**Exercise task**
Copy out every line of the data exactly.

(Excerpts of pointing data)

•••

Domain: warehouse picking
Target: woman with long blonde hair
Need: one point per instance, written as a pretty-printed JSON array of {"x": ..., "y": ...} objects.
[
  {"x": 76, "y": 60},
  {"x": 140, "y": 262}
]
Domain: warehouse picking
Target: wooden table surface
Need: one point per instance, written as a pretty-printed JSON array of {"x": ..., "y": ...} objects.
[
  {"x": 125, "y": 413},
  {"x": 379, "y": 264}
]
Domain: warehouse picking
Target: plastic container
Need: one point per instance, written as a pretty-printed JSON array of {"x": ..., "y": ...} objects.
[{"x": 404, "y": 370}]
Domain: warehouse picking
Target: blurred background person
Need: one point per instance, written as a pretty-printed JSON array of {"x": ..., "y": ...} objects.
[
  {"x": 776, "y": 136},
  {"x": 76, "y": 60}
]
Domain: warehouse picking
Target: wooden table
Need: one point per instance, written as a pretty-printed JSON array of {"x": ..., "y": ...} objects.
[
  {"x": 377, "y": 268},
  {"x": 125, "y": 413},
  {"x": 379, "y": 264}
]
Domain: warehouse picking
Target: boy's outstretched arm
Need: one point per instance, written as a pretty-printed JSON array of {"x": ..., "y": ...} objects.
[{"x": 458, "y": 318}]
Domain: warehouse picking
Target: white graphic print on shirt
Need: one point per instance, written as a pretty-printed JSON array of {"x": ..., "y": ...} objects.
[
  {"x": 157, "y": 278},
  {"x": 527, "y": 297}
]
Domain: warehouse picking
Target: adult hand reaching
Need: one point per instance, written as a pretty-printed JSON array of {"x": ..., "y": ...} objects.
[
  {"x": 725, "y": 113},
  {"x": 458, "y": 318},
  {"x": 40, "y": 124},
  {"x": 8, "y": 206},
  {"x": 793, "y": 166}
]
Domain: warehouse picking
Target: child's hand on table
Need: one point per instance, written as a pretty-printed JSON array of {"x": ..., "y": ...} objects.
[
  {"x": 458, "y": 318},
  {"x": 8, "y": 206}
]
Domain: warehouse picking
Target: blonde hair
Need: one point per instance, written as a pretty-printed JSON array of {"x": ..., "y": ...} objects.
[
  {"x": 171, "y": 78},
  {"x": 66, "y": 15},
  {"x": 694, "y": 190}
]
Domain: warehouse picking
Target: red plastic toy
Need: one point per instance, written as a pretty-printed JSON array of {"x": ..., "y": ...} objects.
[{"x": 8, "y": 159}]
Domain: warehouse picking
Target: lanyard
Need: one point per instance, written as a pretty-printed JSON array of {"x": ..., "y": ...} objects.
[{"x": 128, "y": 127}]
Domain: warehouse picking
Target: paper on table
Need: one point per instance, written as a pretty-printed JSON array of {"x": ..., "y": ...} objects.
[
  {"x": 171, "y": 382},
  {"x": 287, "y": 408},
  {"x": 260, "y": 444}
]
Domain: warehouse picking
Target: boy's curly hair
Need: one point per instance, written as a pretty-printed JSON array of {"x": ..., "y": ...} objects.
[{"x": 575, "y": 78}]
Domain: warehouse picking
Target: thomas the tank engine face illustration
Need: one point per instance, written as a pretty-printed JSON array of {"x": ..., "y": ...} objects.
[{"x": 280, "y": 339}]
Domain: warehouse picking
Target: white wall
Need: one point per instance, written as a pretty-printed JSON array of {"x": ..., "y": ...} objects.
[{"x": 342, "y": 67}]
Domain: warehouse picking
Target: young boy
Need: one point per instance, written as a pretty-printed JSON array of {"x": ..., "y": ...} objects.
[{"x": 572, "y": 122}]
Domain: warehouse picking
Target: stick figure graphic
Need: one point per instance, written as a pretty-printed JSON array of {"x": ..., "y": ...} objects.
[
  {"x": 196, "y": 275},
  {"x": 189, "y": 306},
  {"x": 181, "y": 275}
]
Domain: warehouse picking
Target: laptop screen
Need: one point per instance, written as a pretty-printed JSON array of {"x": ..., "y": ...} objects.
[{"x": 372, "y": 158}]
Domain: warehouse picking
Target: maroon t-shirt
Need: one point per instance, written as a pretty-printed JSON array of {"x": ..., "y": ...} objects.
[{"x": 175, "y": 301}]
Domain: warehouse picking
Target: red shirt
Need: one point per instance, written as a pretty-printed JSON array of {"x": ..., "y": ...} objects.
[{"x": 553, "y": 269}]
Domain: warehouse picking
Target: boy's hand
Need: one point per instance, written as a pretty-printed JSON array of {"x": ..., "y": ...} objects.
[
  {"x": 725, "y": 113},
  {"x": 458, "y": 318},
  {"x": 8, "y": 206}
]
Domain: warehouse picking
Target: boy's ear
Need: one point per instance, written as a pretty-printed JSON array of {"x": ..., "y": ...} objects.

•••

**Output for this task**
Domain: warehouse picking
Target: woman with long blonde hair
Need: one point per instance, written as a pretty-printed JSON array of {"x": ..., "y": ...} objects.
[
  {"x": 76, "y": 60},
  {"x": 140, "y": 262}
]
Domain: warehouse picking
Target: wooden table surface
Need: one point per instance, written as a pretty-printed JSON array of {"x": ..., "y": ...} objects.
[
  {"x": 125, "y": 413},
  {"x": 379, "y": 264}
]
Domain: warehouse picking
Target: plastic container
Need: one point per instance, written as a pretty-printed JSON array of {"x": ..., "y": ...} objects.
[{"x": 404, "y": 370}]
Domain: warehouse picking
Target: blurred background person
Need: one point per instance, written as a pretty-printed JSON array of {"x": ..., "y": ...} objects.
[
  {"x": 776, "y": 136},
  {"x": 76, "y": 60}
]
Domain: warehouse picking
Target: wooden table
Need: one point per instance, written as a pretty-printed JSON array of {"x": ..., "y": ...} objects.
[
  {"x": 377, "y": 268},
  {"x": 125, "y": 413},
  {"x": 379, "y": 264}
]
Domain: warehouse picking
Target: boy's outstretched arm
Need: one point per instance, written as a pretty-printed JSON array of {"x": ..., "y": ...} objects.
[{"x": 458, "y": 318}]
Domain: warehouse picking
Target: white graphic print on shirt
Need: one point per instance, written as a pretty-printed JSON array of {"x": ..., "y": ...} objects.
[
  {"x": 157, "y": 278},
  {"x": 527, "y": 297}
]
Domain: warehouse picking
Target: adult hand reaching
Need: one point per instance, written as a pretty-printed JSON array of {"x": ..., "y": ...} objects.
[
  {"x": 725, "y": 113},
  {"x": 458, "y": 318},
  {"x": 40, "y": 124},
  {"x": 8, "y": 206},
  {"x": 793, "y": 166}
]
Domain: warehouse picking
Target: child's hand on table
Need: one point per instance, written as a pretty-printed JSON array of {"x": ..., "y": ...} objects.
[
  {"x": 458, "y": 318},
  {"x": 8, "y": 206}
]
Domain: warehouse picking
Target: blonde hair
Need: one point per instance, written as a pretty-printed JSON array of {"x": ..., "y": ...} objects.
[
  {"x": 171, "y": 78},
  {"x": 66, "y": 15},
  {"x": 694, "y": 190}
]
Domain: warehouse picking
Target: red plastic toy
Need: one point per instance, written as a pretty-printed JSON array of {"x": ..., "y": ...} objects.
[{"x": 8, "y": 159}]
Domain: warehouse picking
Target: lanyard
Need: one point per instance, written as a pretty-printed JSON array of {"x": ..., "y": ...} objects.
[{"x": 128, "y": 127}]
Domain: warehouse picking
Target: paper on table
Need: one point per instance, written as a pretty-printed JSON array of {"x": ..., "y": ...} objects.
[
  {"x": 171, "y": 382},
  {"x": 287, "y": 408},
  {"x": 260, "y": 444}
]
Domain: warehouse picking
Target: boy's curly hair
Need: one point per instance, written as a pretty-printed JSON array of {"x": ..., "y": ...} objects.
[{"x": 575, "y": 78}]
Domain: warehouse picking
Target: thomas the tank engine face illustration
Need: one point per instance, written as a pretty-printed JSON array of {"x": ..., "y": ...} objects.
[{"x": 280, "y": 339}]
Domain: warehouse picking
Target: white wall
Need: one point per instance, written as a pretty-printed JSON array of {"x": ..., "y": ...} objects.
[{"x": 342, "y": 67}]
Domain: warehouse picking
Target: young boy
Need: one point per instance, written as a pretty-printed JSON array of {"x": ..., "y": ...} objects.
[{"x": 572, "y": 122}]
Domain: warehouse picking
Target: stick figure graphic
Need: one point per instance, written as a pretty-printed JSON array of {"x": ..., "y": ...} objects.
[
  {"x": 196, "y": 275},
  {"x": 189, "y": 306},
  {"x": 181, "y": 275}
]
Domain: warehouse picking
Target: laptop screen
Need: one point per instance, written as a pretty-printed JSON array of {"x": ..., "y": ...} objects.
[{"x": 372, "y": 158}]
Domain: warehouse picking
Target: maroon t-shirt
Need: one point per instance, written as a pretty-printed JSON array of {"x": ..., "y": ...} objects.
[{"x": 175, "y": 301}]
Domain: warehouse picking
Target: red shirt
Need: one point per instance, written as a pretty-printed JSON array of {"x": ..., "y": ...} objects.
[{"x": 553, "y": 269}]
Domain: warehouse picking
Target: boy's hand
Need: one point per instance, written as a pretty-printed JSON array of {"x": ..., "y": ...} objects.
[
  {"x": 725, "y": 113},
  {"x": 458, "y": 318},
  {"x": 8, "y": 206}
]
Domain: warehouse picking
Target: boy's ear
Need: one point per instance, written as a pretty-printed JSON array of {"x": ..., "y": ...} objects.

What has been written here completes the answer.